# GIVEN DATA
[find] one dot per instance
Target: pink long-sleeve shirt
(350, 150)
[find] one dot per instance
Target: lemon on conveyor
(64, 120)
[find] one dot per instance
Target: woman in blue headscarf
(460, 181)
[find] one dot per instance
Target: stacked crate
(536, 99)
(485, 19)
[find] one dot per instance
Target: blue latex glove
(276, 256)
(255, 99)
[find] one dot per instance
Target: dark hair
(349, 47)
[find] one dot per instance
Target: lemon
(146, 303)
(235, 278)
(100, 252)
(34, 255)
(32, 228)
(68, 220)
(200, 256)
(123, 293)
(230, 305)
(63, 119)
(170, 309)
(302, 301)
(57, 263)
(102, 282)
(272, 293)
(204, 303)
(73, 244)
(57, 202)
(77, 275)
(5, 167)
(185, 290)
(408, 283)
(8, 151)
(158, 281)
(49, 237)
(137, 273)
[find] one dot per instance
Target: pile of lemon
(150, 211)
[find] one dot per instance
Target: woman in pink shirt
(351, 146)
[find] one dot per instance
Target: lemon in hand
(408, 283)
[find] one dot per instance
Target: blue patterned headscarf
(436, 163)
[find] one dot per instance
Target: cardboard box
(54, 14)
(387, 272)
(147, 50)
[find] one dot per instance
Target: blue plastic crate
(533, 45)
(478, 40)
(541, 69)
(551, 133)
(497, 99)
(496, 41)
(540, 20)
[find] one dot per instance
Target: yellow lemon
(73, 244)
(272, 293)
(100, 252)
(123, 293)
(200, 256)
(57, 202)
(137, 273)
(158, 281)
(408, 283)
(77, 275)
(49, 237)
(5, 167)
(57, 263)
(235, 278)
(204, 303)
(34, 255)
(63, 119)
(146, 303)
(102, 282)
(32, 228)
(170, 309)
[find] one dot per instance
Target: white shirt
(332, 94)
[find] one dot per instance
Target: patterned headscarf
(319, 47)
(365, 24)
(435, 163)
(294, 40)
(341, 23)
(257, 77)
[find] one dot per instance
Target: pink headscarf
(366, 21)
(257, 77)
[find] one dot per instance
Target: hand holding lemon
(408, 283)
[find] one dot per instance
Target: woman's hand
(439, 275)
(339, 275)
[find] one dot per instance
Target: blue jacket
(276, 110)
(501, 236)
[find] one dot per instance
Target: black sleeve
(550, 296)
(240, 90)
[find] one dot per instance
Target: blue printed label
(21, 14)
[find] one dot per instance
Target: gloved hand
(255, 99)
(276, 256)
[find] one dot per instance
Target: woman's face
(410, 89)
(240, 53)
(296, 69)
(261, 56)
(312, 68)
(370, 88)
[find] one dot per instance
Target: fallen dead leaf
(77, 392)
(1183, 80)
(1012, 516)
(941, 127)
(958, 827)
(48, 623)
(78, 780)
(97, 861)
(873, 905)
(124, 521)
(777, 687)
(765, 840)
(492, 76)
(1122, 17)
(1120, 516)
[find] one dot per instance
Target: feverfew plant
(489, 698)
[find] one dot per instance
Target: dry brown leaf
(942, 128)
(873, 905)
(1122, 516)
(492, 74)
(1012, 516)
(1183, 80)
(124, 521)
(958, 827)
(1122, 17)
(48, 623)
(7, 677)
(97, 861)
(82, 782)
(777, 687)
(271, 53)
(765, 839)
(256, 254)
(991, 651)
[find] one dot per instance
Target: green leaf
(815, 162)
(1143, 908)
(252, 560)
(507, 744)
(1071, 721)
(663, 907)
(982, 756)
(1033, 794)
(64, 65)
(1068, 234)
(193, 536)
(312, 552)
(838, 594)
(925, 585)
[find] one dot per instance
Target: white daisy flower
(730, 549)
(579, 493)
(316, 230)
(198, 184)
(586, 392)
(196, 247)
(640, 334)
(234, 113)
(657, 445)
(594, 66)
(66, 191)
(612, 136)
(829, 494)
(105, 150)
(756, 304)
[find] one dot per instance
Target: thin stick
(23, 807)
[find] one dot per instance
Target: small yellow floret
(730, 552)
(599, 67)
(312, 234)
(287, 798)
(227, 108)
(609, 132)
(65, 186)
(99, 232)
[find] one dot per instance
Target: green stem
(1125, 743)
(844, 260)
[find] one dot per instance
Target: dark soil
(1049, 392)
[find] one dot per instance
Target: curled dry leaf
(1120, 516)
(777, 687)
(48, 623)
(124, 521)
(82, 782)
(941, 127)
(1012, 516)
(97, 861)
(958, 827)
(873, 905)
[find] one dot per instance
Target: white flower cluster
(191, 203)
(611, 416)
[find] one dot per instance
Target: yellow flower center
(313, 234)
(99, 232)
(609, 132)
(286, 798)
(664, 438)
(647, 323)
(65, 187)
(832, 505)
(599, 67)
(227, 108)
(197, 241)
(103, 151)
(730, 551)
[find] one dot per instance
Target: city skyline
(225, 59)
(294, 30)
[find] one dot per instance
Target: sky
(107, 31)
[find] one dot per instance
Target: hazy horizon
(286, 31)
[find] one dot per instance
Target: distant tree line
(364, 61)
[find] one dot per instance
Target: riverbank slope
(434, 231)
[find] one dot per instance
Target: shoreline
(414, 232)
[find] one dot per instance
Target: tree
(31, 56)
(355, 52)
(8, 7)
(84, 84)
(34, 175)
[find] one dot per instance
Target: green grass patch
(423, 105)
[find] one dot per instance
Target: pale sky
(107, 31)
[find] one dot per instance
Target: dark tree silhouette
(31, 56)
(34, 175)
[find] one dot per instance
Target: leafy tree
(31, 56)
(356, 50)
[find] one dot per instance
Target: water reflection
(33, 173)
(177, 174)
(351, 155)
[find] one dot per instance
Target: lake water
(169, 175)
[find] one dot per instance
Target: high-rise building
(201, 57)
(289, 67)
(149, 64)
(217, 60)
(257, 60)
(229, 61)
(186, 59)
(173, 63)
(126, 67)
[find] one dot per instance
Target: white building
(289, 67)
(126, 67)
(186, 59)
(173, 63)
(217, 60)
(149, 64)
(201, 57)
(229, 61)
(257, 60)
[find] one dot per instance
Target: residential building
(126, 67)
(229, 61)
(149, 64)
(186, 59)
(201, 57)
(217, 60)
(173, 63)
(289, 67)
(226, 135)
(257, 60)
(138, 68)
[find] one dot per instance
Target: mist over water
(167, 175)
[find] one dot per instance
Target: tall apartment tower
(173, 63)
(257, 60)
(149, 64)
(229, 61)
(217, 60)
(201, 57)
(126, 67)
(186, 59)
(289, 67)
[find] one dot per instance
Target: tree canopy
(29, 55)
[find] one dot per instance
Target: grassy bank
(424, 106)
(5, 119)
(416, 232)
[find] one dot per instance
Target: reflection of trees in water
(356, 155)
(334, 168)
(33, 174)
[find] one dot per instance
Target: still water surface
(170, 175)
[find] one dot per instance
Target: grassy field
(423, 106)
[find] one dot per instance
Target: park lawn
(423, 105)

# SET EXERCISE
Find each line in the material above that contains the word "pink", and copy those lines out.

# FINAL RESULT
Target: pink long-sleeve shirt
Target: woman in pink shirt
Target: pink headscarf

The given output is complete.